Image point grounding data:
※ ※ ※

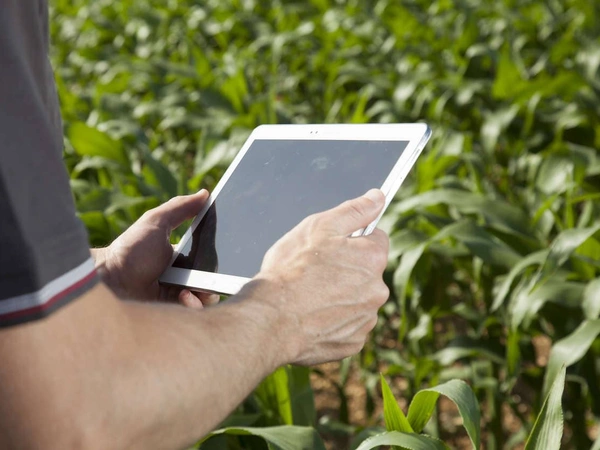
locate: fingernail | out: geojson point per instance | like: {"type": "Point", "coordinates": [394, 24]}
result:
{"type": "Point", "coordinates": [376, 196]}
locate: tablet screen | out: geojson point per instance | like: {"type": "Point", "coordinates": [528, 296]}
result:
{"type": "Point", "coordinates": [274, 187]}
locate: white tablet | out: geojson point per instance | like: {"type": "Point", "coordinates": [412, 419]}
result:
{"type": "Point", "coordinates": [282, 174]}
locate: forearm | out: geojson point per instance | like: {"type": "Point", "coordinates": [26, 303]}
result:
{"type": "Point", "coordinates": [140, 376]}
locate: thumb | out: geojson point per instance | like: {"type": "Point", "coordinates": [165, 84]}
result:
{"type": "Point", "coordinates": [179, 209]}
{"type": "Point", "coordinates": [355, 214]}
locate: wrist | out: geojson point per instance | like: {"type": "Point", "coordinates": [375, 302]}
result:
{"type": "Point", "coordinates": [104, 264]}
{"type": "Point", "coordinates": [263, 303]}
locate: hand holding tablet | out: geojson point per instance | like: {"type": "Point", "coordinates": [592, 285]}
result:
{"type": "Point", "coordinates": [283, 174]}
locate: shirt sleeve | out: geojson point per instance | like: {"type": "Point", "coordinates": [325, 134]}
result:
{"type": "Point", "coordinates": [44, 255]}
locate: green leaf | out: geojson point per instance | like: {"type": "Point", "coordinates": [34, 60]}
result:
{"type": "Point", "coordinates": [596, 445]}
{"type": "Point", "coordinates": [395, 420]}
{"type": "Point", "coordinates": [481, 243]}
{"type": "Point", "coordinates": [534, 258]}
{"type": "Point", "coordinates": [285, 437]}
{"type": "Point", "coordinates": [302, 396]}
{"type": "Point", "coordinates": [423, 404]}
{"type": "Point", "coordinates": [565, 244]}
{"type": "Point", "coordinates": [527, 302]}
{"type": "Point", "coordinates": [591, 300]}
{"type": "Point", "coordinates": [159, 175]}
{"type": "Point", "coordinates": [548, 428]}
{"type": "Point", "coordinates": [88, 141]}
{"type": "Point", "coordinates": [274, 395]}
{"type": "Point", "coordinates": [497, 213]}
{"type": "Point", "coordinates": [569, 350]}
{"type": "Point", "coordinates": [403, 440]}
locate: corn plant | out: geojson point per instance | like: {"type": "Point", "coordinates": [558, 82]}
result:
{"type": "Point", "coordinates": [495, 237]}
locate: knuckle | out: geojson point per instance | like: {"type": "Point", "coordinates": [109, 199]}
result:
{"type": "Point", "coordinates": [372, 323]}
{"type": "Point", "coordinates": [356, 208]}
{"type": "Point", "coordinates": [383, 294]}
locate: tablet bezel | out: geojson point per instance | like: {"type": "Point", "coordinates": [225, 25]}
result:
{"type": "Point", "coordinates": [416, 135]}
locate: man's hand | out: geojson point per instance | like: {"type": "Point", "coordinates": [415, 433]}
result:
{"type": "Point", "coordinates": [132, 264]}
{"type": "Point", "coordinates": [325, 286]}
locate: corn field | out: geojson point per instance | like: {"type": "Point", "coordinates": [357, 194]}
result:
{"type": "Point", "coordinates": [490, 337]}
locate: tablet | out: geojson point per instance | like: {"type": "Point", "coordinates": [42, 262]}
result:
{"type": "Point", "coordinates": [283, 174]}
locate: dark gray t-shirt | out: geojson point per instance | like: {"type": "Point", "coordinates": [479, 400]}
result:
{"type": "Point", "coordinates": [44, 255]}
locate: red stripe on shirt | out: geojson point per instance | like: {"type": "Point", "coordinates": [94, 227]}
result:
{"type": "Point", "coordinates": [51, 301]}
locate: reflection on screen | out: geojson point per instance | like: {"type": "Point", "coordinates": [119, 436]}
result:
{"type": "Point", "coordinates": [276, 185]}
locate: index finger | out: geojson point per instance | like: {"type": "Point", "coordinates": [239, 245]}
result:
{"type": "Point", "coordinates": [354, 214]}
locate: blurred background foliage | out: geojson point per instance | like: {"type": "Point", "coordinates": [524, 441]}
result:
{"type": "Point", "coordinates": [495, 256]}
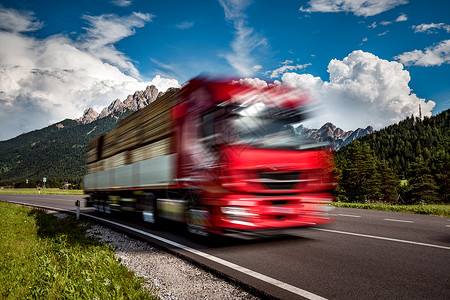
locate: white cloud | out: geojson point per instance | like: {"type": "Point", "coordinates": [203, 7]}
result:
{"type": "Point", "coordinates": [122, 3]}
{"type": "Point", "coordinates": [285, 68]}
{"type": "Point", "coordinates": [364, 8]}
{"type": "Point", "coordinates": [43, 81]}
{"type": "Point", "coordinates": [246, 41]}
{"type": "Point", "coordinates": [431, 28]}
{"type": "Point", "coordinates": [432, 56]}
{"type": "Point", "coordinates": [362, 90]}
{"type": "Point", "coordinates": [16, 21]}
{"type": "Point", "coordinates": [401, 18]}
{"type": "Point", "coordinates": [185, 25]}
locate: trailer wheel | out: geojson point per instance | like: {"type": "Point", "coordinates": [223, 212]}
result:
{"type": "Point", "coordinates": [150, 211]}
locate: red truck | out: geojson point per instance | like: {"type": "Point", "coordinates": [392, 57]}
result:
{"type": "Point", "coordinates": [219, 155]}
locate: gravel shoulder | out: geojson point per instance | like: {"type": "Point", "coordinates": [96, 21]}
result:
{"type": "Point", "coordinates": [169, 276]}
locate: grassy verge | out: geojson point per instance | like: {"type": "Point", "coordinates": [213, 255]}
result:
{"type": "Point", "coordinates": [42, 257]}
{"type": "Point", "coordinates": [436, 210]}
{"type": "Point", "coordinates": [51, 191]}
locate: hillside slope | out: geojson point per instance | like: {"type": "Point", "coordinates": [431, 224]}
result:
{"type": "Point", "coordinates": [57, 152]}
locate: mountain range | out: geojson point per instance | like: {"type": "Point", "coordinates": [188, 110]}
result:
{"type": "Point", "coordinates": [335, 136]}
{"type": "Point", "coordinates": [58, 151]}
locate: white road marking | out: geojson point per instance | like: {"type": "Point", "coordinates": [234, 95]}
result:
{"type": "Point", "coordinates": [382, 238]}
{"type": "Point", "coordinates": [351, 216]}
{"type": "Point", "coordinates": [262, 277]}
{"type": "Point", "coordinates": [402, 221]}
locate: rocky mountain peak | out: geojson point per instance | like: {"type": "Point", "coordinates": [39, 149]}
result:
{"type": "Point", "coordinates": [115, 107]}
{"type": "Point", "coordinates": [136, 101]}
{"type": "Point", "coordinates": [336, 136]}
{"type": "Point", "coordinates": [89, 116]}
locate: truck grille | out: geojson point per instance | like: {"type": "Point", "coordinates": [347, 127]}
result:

※ ※ ※

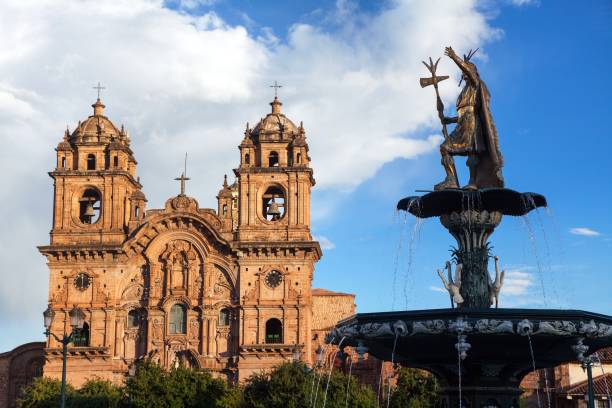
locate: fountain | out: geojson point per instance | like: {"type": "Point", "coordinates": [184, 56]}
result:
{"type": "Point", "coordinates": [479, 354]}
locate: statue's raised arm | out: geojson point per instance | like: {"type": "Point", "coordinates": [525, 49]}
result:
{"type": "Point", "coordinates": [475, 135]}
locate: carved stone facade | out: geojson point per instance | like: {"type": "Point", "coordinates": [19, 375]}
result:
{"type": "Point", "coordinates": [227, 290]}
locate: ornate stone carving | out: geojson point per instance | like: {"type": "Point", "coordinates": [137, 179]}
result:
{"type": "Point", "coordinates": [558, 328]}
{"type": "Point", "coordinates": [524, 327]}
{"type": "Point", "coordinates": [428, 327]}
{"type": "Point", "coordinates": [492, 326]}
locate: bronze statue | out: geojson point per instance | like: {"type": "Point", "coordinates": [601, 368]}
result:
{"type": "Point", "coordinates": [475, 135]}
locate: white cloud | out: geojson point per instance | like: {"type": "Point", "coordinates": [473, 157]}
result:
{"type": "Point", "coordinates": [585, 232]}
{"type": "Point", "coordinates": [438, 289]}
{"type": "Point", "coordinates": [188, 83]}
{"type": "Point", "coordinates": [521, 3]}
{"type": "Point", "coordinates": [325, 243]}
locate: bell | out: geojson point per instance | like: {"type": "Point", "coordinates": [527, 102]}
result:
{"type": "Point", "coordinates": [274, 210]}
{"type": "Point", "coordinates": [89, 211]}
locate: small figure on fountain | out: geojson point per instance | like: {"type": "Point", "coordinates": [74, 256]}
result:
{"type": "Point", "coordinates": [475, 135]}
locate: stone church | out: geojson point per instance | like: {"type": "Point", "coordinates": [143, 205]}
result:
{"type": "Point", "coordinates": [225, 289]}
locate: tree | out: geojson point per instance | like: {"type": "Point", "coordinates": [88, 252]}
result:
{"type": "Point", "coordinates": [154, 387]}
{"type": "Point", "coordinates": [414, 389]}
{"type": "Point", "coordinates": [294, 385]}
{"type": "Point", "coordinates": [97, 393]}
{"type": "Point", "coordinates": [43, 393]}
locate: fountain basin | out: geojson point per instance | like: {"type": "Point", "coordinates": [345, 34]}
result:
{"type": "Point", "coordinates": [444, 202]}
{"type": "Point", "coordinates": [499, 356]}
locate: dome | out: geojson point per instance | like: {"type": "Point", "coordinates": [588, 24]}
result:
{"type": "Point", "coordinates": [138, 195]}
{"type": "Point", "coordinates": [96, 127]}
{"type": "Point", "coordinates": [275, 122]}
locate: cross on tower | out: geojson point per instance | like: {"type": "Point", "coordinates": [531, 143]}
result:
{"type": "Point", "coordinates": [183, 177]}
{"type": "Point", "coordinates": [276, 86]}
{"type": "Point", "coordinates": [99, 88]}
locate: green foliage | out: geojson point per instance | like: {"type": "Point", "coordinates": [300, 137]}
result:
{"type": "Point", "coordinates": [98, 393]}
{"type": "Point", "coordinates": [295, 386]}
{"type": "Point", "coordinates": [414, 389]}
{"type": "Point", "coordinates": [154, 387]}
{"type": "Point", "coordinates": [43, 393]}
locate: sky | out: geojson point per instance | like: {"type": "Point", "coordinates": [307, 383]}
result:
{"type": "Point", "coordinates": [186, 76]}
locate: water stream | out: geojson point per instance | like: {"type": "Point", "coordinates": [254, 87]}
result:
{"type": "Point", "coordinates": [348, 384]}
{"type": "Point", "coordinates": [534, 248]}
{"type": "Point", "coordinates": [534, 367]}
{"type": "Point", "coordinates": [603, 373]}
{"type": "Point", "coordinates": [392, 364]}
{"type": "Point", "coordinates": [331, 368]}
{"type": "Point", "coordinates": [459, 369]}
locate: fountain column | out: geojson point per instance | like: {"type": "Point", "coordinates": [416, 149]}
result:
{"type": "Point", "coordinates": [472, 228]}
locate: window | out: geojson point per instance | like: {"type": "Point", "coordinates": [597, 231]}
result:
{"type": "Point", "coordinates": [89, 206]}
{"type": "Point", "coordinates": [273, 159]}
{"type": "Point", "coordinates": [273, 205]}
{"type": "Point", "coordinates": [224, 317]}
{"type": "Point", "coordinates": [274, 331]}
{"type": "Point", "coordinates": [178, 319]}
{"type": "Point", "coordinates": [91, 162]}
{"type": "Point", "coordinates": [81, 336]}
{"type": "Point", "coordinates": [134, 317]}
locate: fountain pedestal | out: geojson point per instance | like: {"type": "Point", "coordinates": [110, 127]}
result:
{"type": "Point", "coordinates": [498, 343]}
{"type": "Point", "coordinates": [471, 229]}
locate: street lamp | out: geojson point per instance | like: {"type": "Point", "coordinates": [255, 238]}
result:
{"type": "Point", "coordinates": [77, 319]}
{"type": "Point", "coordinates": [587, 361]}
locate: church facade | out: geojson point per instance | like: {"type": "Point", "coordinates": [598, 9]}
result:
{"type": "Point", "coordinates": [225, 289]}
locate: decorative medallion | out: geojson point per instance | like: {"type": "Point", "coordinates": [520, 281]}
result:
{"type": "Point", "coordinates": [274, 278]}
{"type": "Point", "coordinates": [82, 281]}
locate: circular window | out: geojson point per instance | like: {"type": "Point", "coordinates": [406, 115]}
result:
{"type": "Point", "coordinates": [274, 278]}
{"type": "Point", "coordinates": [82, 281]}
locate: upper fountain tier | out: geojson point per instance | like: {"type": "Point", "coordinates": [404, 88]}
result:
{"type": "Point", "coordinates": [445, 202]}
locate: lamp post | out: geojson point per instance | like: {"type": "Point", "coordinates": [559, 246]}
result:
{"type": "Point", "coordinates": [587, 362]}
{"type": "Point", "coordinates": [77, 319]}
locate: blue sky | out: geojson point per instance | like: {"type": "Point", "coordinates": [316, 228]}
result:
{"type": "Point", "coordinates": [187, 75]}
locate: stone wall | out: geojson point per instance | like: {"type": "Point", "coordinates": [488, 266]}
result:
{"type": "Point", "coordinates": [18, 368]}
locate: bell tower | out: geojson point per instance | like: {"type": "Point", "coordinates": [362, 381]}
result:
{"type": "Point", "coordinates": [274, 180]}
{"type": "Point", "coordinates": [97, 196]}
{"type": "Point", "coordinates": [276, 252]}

※ ※ ※

The lines in the records above that include the word "tower" must be copied out.

# Written response
locate: cross on tower | out: geojson point per instance | like: {"type": "Point", "coordinates": [531, 143]}
locate: bell tower | out: geojson point per instance | like: {"type": "Point", "coordinates": [362, 381]}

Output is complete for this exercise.